> _ASSIGNED TASK A_: Please copy word for word the stretch from "The owner of" through "into police custody." in the article about the Butler County animal rescue raid.
> _ASSIGNED TASK B_: Name every person the article about the Butler County animal rescue raid identifies by full name.
> _ASSIGNED TASK C_:
Answer these questions from the article about the Butler County animal rescue raid:
(i) How many dogs were taken to the Animal Friends Humane Society of Butler County?
(ii) Roughly how many animals pass through Cincinnati Animal Care each year?
(iii) What one word does Anderson call "the big thing"?

> _TEXT EXCERPT_:
-=-=-=-=-
The owner of Helping Hands for Furry Paws animal rescue in Butler County, Ohio, was issued an arrest warrant after a raid of her home led to the discovery of nearly 120 dogs, 30 of which were found dead in freezers on Friday.
The remaining 86 dogs were taken to the Animal Friends Humane Society of Butler County for evaluation and treatment.
Rescue owner Rhonda Murphy had been hospitalized and, at the time of publication, had not been taken into police custody.
Butler County Sheriff Richard Jones said the conditions were some of the worst ever seen by sheriff's deputies and dog warden investigators.
"Five sets of puppies. No food," Jones said. "This one was nursing other pups, and you can see ribs hanging out, so, pretty nasty stuff."
The conditions at Helping Hands for Furry Paws were completely different from Cincinnati Animal Care. Volunteers spent Saturday afternoon beautifying the property as 40 to 50 employees, like Ray Anderson, work daily to care for roughly 8,000 animals who pass through their facility annually.
"A lot of folks, they don't know the difference between a shelter and a rescue," Anderson said.
He said rescues can range from large operations dealing with hundreds of animals to a single person housing a couple of dogs off the street, but a person attempting to surrender their pet may never know what they're dealing with if they don't do their due diligence.
"Go some place where you can actually see the living conditions of the animals," Anderson said. "If someone is telling you they'll meet you at the Ikea parking lot or some other public space versus seeing how the animal is living, that would be a red flag for me."
If a person can't make a trip to see a property with their own eyes, Anderson suggested doing thorough research online.
He said reputable rescues should be posting recent pictures or videos of multiple animals around their facility, and the same should be true for any rescue's social media presence.
"Really, that's the big thing," Anderson said, "transparency."
Anderson said amateur rescues that get out of control usually start with the good intentions of helping animals in need, but become too much to handle.
He said shelters exist to help people before it reaches that point, and suggested people reach out to their local shelter before it reaches the point of criminality.
-=-=-=-=-
> _DATA SHOWN_:

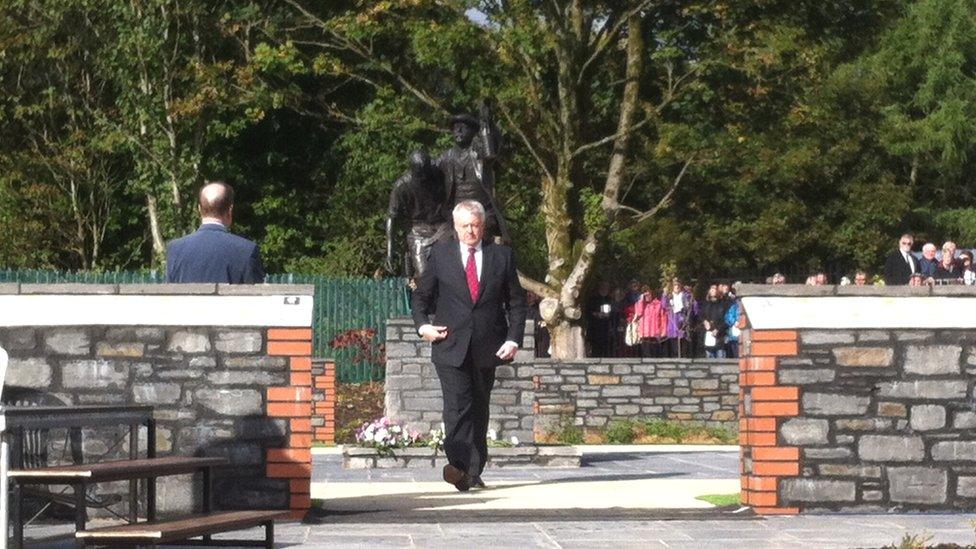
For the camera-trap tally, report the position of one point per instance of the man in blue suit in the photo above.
-=-=-=-=-
> _WRITTEN ANSWER A_:
The owner of Helping Hands for Furry Paws animal rescue in Butler County, Ohio, was issued an arrest warrant after a raid of her home led to the discovery of nearly 120 dogs, 30 of which were found dead in freezers on Friday.
The remaining 86 dogs were taken to the Animal Friends Humane Society of Butler County for evaluation and treatment.
Rescue owner Rhonda Murphy had been hospitalized and, at the time of publication, had not been taken into police custody.

> _WRITTEN ANSWER B_:
Rhonda Murphy
Richard Jones
Ray Anderson

> _WRITTEN ANSWER C_:
(i) 86
(ii) Roughly 8,000
(iii) Transparency